■ Extract to read ■
Redis RDB Persistence: Snapshot Principles, Configuration and Trade-offs

This is article 46 in the Big Data series. This article provides an in-depth analysis of Redis RDB persistence mechanism working principles, core configurations, and production practices.

Full illustrated version (with screenshots): CSDN Original | Juejin

What is RDB Persistence

RDB (Redis Database) is Redis’s default persistence method. It is essentially a snapshot: at a specific moment, all data in memory is serialized as a binary file and saved to disk. When persistence is triggered, Redis forks a child process. The child process writes memory data to a temporary file, then atomically replaces the old file. The entire process doesn’t block the parent process from handling requests.

Trigger Methods

Automatic triggers:

Configure save rules in redis.conf (time window + write operation threshold)
Redis automatically executes when shutting down normally

Manual triggers:

SAVE: Synchronous execution, blocks all client requests, use with caution in production
BGSAVE: Asynchronous background execution, doesn’t affect normal service
FLUSHALL: Also triggers an RDB before clearing the database

Special scenarios:

During master-replica full sync, master automatically executes BGSAVE to transfer RDB file to replica
When AOF is not enabled, Redis uses RDB to recover data on restart

Core Configuration Parameters

# Disable RDB (explicitly turn off)
save ""

# Trigger condition: Within time window (seconds), at least N keys are modified
save 900 1      # At least 1 key changed within 15 minutes
save 300 10     # At least 10 keys changed within 5 minutes
save 60 10000   # At least 10000 keys changed within 1 minute

# Filename and storage directory
dbfilename dump.rdb
dir /var/lib/redis

# Enable LZF compression (default yes, reduces file size by ~75%)
rdbcompression yes

# Write CRC64 checksum at file end (default yes, prevents file corruption)

■ Required task ■
From the Redis RDB article above, copy word for word the stretch from "# Disable RDB" through "size by ~75%)".

Saved entries
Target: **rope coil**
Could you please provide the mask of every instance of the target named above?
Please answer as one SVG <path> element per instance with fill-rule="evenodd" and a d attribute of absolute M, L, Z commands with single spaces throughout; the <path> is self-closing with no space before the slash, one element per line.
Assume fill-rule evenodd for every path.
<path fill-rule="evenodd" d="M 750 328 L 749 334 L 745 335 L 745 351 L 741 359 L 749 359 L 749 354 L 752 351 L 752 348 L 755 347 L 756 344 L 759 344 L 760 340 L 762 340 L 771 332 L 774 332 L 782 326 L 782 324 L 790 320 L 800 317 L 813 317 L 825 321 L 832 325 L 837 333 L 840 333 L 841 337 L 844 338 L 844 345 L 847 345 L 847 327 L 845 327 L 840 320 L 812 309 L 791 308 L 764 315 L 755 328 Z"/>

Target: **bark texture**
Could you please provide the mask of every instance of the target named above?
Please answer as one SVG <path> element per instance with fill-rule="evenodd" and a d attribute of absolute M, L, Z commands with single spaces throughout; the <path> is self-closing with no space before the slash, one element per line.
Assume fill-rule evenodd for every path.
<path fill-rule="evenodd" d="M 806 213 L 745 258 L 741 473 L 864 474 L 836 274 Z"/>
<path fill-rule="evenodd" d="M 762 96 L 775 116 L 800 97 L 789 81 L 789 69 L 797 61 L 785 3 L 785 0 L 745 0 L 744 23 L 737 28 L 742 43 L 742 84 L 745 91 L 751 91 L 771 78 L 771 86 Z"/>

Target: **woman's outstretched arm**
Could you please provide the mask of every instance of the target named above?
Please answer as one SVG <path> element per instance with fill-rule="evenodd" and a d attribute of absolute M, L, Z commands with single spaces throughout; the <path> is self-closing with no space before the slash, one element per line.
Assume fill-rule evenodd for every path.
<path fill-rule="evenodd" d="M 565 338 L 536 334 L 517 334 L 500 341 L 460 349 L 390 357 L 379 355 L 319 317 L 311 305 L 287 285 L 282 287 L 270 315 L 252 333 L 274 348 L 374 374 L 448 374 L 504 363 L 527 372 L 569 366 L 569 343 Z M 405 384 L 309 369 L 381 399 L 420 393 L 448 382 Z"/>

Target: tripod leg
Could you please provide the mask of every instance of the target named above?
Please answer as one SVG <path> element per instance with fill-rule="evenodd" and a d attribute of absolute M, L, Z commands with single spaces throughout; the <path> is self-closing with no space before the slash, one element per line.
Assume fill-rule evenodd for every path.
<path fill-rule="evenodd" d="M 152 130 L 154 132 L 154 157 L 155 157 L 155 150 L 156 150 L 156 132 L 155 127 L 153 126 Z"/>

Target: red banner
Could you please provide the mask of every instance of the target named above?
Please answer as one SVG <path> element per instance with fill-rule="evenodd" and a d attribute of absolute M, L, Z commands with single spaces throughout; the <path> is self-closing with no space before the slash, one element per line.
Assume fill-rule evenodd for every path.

■ Problem solution ■
# Disable RDB (explicitly turn off)
save ""

# Trigger condition: Within time window (seconds), at least N keys are modified
save 900 1      # At least 1 key changed within 15 minutes
save 300 10     # At least 10 keys changed within 5 minutes
save 60 10000   # At least 10000 keys changed within 1 minute

# Filename and storage directory
dbfilename dump.rdb
dir /var/lib/redis

# Enable LZF compression (default yes, reduces file size by ~75%)